• [YOUR TASK]: Copy every record exactly.

Records contained in a dataset

>>>

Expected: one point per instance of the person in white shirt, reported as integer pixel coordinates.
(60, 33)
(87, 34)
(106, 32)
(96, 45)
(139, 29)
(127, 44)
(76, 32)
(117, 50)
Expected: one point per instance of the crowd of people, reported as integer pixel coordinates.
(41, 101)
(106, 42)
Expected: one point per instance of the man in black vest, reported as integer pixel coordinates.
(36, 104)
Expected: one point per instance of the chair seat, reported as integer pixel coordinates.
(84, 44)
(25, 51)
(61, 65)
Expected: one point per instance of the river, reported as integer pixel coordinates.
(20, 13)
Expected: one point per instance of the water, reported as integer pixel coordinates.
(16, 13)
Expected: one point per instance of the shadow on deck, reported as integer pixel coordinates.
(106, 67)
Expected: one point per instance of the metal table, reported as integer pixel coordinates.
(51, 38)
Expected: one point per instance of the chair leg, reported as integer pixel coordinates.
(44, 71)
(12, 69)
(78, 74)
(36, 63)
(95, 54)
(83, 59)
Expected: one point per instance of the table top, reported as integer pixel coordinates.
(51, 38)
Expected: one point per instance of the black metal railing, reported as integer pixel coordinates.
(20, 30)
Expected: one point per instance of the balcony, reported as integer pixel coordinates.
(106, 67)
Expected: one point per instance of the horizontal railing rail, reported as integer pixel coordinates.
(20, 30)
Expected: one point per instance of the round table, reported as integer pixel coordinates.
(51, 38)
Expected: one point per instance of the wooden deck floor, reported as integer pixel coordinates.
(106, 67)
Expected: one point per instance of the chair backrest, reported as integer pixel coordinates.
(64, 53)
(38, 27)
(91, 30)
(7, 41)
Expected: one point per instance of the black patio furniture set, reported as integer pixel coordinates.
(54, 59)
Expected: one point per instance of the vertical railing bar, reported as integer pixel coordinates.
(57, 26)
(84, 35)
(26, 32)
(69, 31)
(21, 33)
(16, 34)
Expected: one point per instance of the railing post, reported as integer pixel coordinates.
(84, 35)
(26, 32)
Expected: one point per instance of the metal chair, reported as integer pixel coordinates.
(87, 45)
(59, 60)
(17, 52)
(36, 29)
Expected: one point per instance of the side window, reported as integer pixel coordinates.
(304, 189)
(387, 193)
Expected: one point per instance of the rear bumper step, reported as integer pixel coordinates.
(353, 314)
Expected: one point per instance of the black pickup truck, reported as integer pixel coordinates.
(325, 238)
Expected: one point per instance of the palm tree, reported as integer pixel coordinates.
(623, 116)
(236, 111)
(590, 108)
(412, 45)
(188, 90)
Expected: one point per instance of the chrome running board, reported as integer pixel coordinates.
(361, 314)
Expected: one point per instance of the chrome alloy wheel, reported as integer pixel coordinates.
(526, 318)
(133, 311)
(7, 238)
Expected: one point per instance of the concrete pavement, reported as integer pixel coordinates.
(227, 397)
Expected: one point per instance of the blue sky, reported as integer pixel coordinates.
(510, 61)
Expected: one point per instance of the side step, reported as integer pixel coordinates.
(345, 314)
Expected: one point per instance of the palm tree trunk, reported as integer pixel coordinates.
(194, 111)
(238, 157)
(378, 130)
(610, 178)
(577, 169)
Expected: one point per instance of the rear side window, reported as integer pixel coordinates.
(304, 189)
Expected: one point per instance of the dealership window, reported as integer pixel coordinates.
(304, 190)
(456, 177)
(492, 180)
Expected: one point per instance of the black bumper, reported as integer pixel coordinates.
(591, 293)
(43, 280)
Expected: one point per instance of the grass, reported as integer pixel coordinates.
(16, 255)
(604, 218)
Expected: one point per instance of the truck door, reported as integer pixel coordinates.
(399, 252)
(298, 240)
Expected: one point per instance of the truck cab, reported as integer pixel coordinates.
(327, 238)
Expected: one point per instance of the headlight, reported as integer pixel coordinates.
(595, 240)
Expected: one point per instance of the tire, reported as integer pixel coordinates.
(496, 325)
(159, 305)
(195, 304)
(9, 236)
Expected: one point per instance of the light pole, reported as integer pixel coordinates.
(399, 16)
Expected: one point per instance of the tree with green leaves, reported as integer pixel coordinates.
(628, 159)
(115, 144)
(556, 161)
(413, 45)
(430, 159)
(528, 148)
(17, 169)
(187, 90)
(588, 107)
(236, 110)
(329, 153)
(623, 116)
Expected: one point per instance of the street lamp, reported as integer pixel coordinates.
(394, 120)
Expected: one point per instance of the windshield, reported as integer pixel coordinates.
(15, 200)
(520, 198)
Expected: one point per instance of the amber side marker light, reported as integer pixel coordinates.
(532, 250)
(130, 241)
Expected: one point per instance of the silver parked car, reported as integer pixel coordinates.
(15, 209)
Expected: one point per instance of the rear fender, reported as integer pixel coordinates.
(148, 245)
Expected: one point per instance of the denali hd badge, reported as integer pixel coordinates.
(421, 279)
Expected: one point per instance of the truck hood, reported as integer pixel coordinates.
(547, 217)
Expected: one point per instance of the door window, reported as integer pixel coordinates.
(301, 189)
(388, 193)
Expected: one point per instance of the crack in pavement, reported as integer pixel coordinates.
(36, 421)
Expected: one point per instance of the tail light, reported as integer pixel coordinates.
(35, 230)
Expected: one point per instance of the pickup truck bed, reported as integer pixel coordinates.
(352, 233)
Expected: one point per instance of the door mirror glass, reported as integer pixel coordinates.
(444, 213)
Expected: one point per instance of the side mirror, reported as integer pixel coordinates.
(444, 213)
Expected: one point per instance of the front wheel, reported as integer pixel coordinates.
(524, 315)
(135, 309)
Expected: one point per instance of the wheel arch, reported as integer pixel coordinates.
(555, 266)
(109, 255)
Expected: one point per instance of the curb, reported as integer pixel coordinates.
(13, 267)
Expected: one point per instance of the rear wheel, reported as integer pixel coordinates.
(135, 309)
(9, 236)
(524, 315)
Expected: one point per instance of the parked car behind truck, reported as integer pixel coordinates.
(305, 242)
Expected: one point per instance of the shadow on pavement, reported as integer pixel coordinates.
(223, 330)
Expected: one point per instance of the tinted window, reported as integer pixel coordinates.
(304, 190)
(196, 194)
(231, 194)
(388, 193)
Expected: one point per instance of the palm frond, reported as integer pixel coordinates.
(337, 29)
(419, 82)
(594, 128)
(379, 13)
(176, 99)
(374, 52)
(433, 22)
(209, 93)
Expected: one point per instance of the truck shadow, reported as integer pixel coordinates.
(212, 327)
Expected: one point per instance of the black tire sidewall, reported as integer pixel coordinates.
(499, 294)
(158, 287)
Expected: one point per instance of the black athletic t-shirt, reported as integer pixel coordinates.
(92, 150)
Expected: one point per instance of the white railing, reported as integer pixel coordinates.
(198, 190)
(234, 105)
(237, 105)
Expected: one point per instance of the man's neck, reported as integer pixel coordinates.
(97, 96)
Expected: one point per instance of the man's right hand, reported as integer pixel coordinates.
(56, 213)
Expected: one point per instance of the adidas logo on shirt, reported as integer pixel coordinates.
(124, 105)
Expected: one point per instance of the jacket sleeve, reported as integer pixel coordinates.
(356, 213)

<<<

• [TASK RESULT]:
Expected: one point per instance of the person in white shirt, reported as integer pixel coordinates.
(60, 33)
(87, 34)
(106, 32)
(96, 45)
(139, 29)
(127, 44)
(76, 32)
(117, 50)
Expected: one point per instance of the crowd of people, reported as integer pixel coordinates.
(41, 101)
(106, 42)
Expected: one point per instance of the man in black vest, reported as integer pixel coordinates.
(36, 104)
Expected: one point per instance of the chair seat, reported as integer pixel coordinates.
(84, 44)
(25, 51)
(61, 65)
Expected: one point per instance of the river, reported as integer pixel coordinates.
(20, 13)
Expected: one point per instance of the water, reported as integer pixel coordinates.
(16, 13)
Expected: one point per instance of the shadow on deck, reported as integer pixel coordinates.
(106, 67)
Expected: one point per instance of the metal table, reported as integer pixel coordinates.
(51, 38)
Expected: one point per instance of the chair leg, reported as integer pixel coordinates.
(44, 71)
(12, 69)
(78, 74)
(36, 63)
(95, 54)
(83, 59)
Expected: one point per instance of the table top, reported as integer pixel coordinates.
(51, 38)
Expected: one point per instance of the black metal railing, reported as integer pixel coordinates.
(20, 30)
Expected: one point per instance of the balcony, reported as integer pixel coordinates.
(106, 67)
Expected: one point per instance of the horizontal railing rail, reported as integer pixel coordinates.
(20, 30)
Expected: one point per instance of the round table, reported as integer pixel coordinates.
(51, 38)
Expected: one point per instance of the wooden deck floor, reported as integer pixel coordinates.
(106, 67)
Expected: one point per instance of the chair backrest, reported as integer pixel coordinates.
(64, 53)
(38, 27)
(91, 30)
(7, 41)
Expected: one point per instance of the black patio furniture set, reported as integer pixel coordinates.
(54, 59)
Expected: one point per instance of the vertical railing bar, reported as integer pixel coordinates.
(57, 26)
(84, 35)
(26, 32)
(69, 31)
(21, 33)
(16, 34)
Expected: one point per instance of the railing post, reported as integer pixel coordinates.
(84, 35)
(26, 32)
Expected: one point per instance of the metal chair, reported as integer pixel coordinates.
(87, 45)
(59, 60)
(17, 52)
(36, 29)
Expected: one point per instance of the side window, reported as integer pixel coordinates.
(304, 189)
(387, 193)
Expected: one point per instance of the rear bumper step, reported as integer pixel coordinates.
(353, 314)
Expected: one point per instance of the black pickup truck, reported as integer pixel coordinates.
(325, 238)
Expected: one point per instance of the palm tree, reported as integer pixel coordinates.
(623, 116)
(236, 111)
(590, 108)
(412, 45)
(188, 90)
Expected: one point per instance of the chrome running board, reported as integer pixel coordinates.
(361, 314)
Expected: one point per instance of the chrome alloy wheel, reported as integer pixel coordinates.
(526, 318)
(133, 311)
(7, 238)
Expected: one point per instance of the concrete pavement, reported as integer pixel coordinates.
(227, 397)
Expected: one point per instance of the blue sky, reported as integer pixel coordinates.
(510, 61)
Expected: one point per instance of the side step, reported as integer pixel coordinates.
(345, 314)
Expected: one point per instance of the palm tree trunk, reported as integer pixel coordinates.
(194, 111)
(238, 157)
(378, 130)
(610, 178)
(577, 169)
Expected: one point per instance of the rear side window, reported as integer pixel coordinates.
(304, 189)
Expected: one point per instance of the dealership window, reported as integer pixel coordinates.
(304, 190)
(456, 177)
(492, 180)
Expected: one point per instance of the black bumper, reported as integer pixel coordinates.
(591, 293)
(43, 280)
Expected: one point per instance of the grass, reported as integer pixel coordinates.
(16, 255)
(604, 218)
Expected: one point per instance of the truck door, reported as integer pixel coordinates.
(399, 252)
(298, 240)
Expected: one point per instance of the truck cab, reported as integer pixel coordinates.
(327, 238)
Expected: one point per instance of the headlight, reported as integer pixel coordinates.
(595, 240)
Expected: one point per instance of the tire, reported as integer pixel coordinates.
(496, 325)
(159, 305)
(195, 304)
(9, 236)
Expected: one point per instance of the light pole, reported as integer pixel coordinates.
(399, 16)
Expected: one point per instance of the tree with green leaves, reported as integer pixel coordinates.
(628, 159)
(115, 144)
(556, 161)
(413, 45)
(430, 159)
(528, 148)
(17, 169)
(187, 90)
(588, 107)
(236, 110)
(329, 153)
(623, 116)
Expected: one point per instance of the street lamp, reported as integer pixel coordinates.
(394, 120)
Expected: one point per instance of the windshield, reported as integer pixel coordinates.
(15, 200)
(520, 198)
Expected: one point per instance of the amber side marker light, reported as integer pixel coordinates.
(532, 250)
(130, 241)
Expected: one point per instance of the silver parked car, reported as integer pixel coordinates.
(15, 209)
Expected: one point per instance of the rear fender, reported as integer pixel coordinates.
(148, 245)
Expected: one point per instance of the denali hd badge, reported as integer pixel coordinates.
(421, 279)
Expected: one point per instance of the truck hood, reported as integer pixel coordinates.
(547, 217)
Expected: one point per instance of the door window, reported as integer pixel coordinates.
(301, 189)
(388, 193)
Expected: one point per instance of the crack in pavement, reported as integer pixel coordinates.
(36, 421)
Expected: one point per instance of the tail light, reported as integer pixel coordinates.
(35, 230)
Expected: one point per instance of the pickup truck bed, reported as integer pixel coordinates.
(352, 233)
Expected: one point per instance of the door mirror glass, reported as integer pixel coordinates.
(444, 213)
Expected: one point per instance of the side mirror, reported as integer pixel coordinates.
(444, 213)
Expected: one point per instance of the front wheel, reported as integer pixel coordinates.
(524, 315)
(135, 309)
Expected: one point per instance of the wheel arch, reported as integer pixel coordinates.
(555, 266)
(109, 255)
Expected: one point per instance of the curb, reported as integer pixel coordinates.
(13, 267)
Expected: one point per instance of the rear wheel, reported as integer pixel coordinates.
(135, 309)
(9, 236)
(524, 315)
Expected: one point per instance of the parked car behind truck, reported as integer pixel coordinates.
(305, 242)
Expected: one point per instance of the shadow on pavement, reported as integer pixel coordinates.
(223, 330)
Expected: one point per instance of the tinted window, reported as integer pixel coordinates.
(304, 190)
(196, 194)
(231, 194)
(388, 193)
Expected: one point per instance of the palm frond, reported as integer pixel coordinates.
(337, 29)
(419, 82)
(594, 128)
(379, 13)
(176, 99)
(374, 52)
(433, 22)
(209, 93)
Expected: one point per instance of the truck shadow, reported as integer pixel coordinates.
(212, 327)
Expected: one point per instance of the black tire sidewall, reported as integer pixel coordinates.
(499, 294)
(158, 287)
Expected: one point per instance of the black athletic t-shirt, reported as integer pixel coordinates.
(92, 150)
Expected: one point per instance of the white railing, reported as integer pixel coordinates.
(198, 190)
(234, 105)
(237, 105)
Expected: one point per instance of the man's neck, reported as integer pixel coordinates.
(97, 96)
Expected: one point per instance of the man's right hand, reported as integer pixel coordinates.
(56, 213)
Expected: one point per instance of the adidas logo on shirt, reported as integer pixel coordinates.
(124, 105)
Expected: one point per instance of the jacket sleeve, reported as integer pixel coordinates.
(356, 213)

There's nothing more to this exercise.